In 2005, SOTA Toys announced they would produce Killer Klown figurines as part of their Now Playing film action figures line. One figure was produced in 2006. After SOTA stopped producing the toys, Amok Time took over until 2017, when the company announced that its license to produce Killer Klown figures had expired. Both Klown and Shorty figures have become high-end collectibles, and are much sought after by collectors.

John Massari, the composer of the synthesizer-filled score for the movie, rerecorded the music with a full orchestra at Warner Brothers Studios in 2016.

In 2018, Klowns, as well as the infamous ice cream truck from the film, were featured in a Killer Klowns from Outer Space-themed "scare zone" at Universal Orlando's 28th annual Halloween Horror Nights event. On July 25, 2019, it was announced that the Killer Klowns from Outer Space scare zone of the previous year would be expanded into a full-fledged haunted house attraction for the 2019 event at both the Orlando and Hollywood locations. Later in August, it was revealed that exclusive Killer Klowns from Outer Space merchandise would be sold during Halloween Horror Nights. The haunted house later returned for the 2022 and 2026 edition of Halloween Horror Nights at Universal Studios Hollywood.

■ **GIVEN DATA**
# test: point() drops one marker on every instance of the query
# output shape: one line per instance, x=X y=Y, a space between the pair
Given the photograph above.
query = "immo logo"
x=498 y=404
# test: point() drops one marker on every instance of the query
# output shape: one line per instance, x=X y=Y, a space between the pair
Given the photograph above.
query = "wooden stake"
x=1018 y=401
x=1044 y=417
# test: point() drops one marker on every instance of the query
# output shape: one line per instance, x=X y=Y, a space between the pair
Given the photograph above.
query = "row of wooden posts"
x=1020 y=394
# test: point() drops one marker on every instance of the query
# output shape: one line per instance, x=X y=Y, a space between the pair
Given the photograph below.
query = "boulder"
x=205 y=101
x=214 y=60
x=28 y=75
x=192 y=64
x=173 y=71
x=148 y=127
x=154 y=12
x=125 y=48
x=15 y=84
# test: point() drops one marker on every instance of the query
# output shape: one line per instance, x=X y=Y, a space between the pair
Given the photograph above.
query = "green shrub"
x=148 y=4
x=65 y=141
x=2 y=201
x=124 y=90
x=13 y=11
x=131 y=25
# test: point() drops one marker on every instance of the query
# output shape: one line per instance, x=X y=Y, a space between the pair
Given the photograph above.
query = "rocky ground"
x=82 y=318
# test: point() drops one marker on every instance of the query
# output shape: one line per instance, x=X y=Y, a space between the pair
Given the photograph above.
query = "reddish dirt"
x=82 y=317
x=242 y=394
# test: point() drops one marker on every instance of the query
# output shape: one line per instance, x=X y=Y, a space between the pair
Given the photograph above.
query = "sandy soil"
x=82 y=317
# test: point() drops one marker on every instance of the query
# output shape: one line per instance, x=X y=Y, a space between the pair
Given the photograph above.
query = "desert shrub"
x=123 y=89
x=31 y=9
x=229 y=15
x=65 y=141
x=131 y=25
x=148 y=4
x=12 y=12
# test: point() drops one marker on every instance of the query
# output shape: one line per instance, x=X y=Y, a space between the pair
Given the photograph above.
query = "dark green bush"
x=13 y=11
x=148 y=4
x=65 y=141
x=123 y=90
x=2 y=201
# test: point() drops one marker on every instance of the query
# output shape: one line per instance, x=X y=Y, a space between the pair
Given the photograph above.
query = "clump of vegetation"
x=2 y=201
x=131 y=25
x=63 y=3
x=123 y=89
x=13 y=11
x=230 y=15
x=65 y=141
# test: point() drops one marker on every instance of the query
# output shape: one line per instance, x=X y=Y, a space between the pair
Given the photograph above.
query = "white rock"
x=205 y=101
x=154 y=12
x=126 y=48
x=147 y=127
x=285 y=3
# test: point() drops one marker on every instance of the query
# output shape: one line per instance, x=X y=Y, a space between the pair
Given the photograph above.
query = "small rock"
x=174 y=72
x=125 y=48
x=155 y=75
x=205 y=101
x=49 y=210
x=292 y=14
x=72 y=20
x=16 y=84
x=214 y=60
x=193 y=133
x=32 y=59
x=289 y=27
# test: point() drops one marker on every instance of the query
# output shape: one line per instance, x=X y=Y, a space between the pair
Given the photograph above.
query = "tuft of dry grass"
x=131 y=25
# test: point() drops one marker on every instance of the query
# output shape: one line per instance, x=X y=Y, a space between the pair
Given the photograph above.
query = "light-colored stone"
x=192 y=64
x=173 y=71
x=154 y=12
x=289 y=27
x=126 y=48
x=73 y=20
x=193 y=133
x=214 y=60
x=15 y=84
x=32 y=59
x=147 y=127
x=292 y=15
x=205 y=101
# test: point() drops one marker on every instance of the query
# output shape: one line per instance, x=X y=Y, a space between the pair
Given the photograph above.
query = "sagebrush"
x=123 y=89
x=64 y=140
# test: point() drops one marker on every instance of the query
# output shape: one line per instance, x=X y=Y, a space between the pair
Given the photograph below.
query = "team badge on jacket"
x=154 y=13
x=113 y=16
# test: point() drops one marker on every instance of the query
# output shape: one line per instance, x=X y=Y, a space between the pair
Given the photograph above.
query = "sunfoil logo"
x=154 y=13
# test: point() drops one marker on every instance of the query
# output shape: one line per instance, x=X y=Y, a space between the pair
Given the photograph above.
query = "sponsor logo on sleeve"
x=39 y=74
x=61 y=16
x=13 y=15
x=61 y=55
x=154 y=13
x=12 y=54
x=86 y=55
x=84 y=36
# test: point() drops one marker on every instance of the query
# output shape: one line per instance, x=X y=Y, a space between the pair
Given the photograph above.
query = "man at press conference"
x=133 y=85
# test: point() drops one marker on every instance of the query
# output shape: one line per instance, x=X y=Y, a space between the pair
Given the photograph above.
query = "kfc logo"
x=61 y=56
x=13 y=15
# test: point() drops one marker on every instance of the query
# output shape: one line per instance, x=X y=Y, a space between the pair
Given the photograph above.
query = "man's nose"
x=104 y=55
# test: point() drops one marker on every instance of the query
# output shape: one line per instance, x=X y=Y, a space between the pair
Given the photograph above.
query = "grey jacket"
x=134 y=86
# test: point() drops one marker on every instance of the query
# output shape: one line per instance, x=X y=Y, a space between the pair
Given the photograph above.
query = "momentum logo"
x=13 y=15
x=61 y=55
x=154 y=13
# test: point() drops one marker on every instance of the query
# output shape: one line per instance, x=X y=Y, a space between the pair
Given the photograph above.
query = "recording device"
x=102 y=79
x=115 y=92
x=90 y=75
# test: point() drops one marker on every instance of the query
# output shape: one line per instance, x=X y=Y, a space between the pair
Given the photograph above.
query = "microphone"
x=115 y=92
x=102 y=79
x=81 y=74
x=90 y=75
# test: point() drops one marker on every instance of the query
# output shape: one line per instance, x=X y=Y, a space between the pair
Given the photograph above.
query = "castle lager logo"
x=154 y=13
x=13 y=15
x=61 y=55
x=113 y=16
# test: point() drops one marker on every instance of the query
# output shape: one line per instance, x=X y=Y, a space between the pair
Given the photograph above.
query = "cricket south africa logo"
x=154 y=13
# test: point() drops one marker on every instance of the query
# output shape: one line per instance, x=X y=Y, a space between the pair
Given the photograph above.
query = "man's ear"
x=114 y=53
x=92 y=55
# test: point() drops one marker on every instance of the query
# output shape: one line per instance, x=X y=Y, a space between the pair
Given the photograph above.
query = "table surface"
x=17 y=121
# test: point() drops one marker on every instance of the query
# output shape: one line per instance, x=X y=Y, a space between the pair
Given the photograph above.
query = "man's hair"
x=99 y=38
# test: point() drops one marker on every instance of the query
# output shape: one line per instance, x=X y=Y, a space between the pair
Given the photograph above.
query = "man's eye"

■ **WHAT TO WORK ON**
(a) Please list every year mentioned in the passage on Killer Klowns merchandise and events above, in the order they first appear.
(b) Return each line of the listing above that includes the string "green".

■ **THE SOLUTIONS**
(a)
2005
2006
2017
2016
2018
2019
2022
2026

(b)
query = "green shrub"
query = "dark green bush"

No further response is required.